- **Extract**:
== Segment start ==

I still do it or try to and once I'm there, I enjoy it a lot. Of course, it
has to be with the right people otherwise I'd rather just stay in. It's
interesting how society shapes us into what we don't want to become.

------
hestipod
I am an introvert but the isolation I experience is soul crushing. Half of it
is location and culture, rural nowhere and no public transport. Half of it is
poor health. I am not here by choice and it's sapping my will each day. Living
in a city and having people all around easily accessible you wasn't mentally
exhausting for me as one would think, it was lovely and energizing. I'd love
to be able to move back. But one can still be alone in a crowd.

I recall an experience I had in a large city, a dense capital and no lack of
people around. I knocked on an apartment door to meet up with someone but had
gotten the number wrong. A lovely old woman answered the door in her
nightgown. I apologised for my mistake and asked if she knew where the person
I was looking for lived. She did not, but she invited me in for tea. I
accepted and even thought she didn't speak English and my command of her
language was poor, we had a human interaction that both of us needed. She was
so incredibly alone there. You could tell by how she lived in this little 25
square meter flat and how things came pouring out of her to me, this stranger.

== Segment end ==

- **Given data**:

== Segment start ==

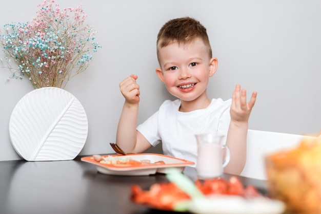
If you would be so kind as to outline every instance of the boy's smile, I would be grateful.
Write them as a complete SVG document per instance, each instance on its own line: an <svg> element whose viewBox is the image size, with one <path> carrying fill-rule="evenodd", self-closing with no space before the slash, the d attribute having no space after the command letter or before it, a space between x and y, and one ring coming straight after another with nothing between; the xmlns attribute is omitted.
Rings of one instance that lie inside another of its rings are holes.
<svg viewBox="0 0 321 214"><path fill-rule="evenodd" d="M204 106L210 102L206 88L209 78L216 71L217 59L210 58L203 40L172 43L159 49L159 58L161 68L156 72L169 92L180 99L182 105L186 103L196 109L207 107Z"/></svg>

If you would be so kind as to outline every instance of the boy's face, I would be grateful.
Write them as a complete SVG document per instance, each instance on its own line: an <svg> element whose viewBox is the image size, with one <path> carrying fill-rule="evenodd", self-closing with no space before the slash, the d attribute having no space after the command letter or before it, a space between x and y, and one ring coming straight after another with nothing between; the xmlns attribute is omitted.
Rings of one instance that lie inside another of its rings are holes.
<svg viewBox="0 0 321 214"><path fill-rule="evenodd" d="M206 88L217 60L209 58L207 50L200 39L186 45L174 42L159 50L161 68L156 72L170 93L182 101L208 99Z"/></svg>

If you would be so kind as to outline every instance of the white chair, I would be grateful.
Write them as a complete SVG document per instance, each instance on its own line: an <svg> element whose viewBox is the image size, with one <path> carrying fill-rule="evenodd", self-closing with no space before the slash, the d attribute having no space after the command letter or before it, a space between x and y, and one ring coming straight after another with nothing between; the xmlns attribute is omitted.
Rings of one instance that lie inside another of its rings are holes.
<svg viewBox="0 0 321 214"><path fill-rule="evenodd" d="M247 135L247 160L241 176L267 180L265 157L282 149L295 147L303 135L249 130Z"/></svg>

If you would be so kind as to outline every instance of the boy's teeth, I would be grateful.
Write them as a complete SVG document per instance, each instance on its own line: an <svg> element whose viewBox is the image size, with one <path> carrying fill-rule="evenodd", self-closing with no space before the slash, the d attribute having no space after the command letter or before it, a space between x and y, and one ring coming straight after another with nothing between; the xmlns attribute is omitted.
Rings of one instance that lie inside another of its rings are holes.
<svg viewBox="0 0 321 214"><path fill-rule="evenodd" d="M179 88L180 88L181 89L187 89L188 88L193 87L193 86L194 84L189 84L184 85L180 85L179 86Z"/></svg>

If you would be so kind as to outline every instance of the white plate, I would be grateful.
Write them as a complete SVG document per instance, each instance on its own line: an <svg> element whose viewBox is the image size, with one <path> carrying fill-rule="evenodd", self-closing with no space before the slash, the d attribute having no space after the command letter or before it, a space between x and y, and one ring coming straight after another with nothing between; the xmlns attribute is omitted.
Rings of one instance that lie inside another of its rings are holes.
<svg viewBox="0 0 321 214"><path fill-rule="evenodd" d="M107 157L108 155L103 155L103 157ZM137 154L134 155L109 155L109 156L117 157L117 158L127 159L128 158L132 160L140 161L143 160L150 160L151 163L163 161L165 163L157 165L118 165L102 163L95 161L92 156L88 156L82 158L82 161L95 165L98 172L104 174L123 175L123 176L147 176L154 174L156 173L166 174L167 169L170 167L175 167L181 172L184 170L186 166L193 165L193 162L187 160L176 158L158 154Z"/></svg>
<svg viewBox="0 0 321 214"><path fill-rule="evenodd" d="M264 197L246 199L240 196L215 195L192 201L189 211L195 214L281 214L285 205Z"/></svg>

== Segment end ==

- **Prompt 1**:
Summarize the forum excerpt about isolation in two sentences.
- **Prompt 2**:
Duplicate the passage of the forum excerpt about isolation that begins at the words "I still do it" and ends after "want to become.".
- **Prompt 3**:
Write the next part of the forum excerpt about isolation, picking up after its last sentence.
Leave the material aside; it has no part in this.

- **Exercise result 1**:
One poster, an introvert, describes soul-crushing isolation caused by living in a rural place with no public transport and by poor health, and says that city life with people all around had been lovely and energizing rather than exhausting. The poster recalls knocking on the wrong apartment door in a large capital and being invited in for tea by a lonely old woman, a human interaction both of them needed despite the language barrier.

- **Exercise result 2**:
I still do it or try to and once I'm there, I enjoy it a lot. Of course, it
has to be with the right people otherwise I'd rather just stay in. It's
interesting how society shapes us into what we don't want to become.

- **Exercise result 3**:
We had our tea, I had my tour and saw the photos, and politely excused myself
as I had "things to do". My life hadn't fully collapsed yet, and while I have
always been empathetic and didn't rush out, I can't help but often think that
I should have stayed longer, done more for her, gone back. I always intended
to go back when I had more time, but shortly after my own life accelerated
downhill and I never found the chance. It was many years ago and she was quite
elderly then. I imagine she might have passed by now. But I often think of her
and that little room and if by some magic I can get back there I will knock on
that door. There are lonely people all around us.

------
stirfrykitty
I may be in the minority, but the older I get the more I want to be alone. I
love my wife and kids, but there is almost too much pressure anymore to do
this, do that. There are too many hands on my time. I recharge only when
alone. I cannot do it with the TV on, kids in the background, etc. It's one of
the reasons I like hunting. Just me and the great outdoors. I really like
getting up at 0430 and being in the deer blind by 0600, watching the night
drain from the firmament and knowing I'm alone for several miles in any
direction save animals. It's a great feeling. It's also why I tend to favor
holidays in remote places with few to no tourists. My wife also likes this
approach.

Editing to say that schools are now offering summer sports, which I hate,
because it means less time in the evenings to relax after work. American
culture is too busy. Too many games, too many expectations of parents to
commit to this and that. Too many schools begging for money when I already pay
taxes. It goes on and on...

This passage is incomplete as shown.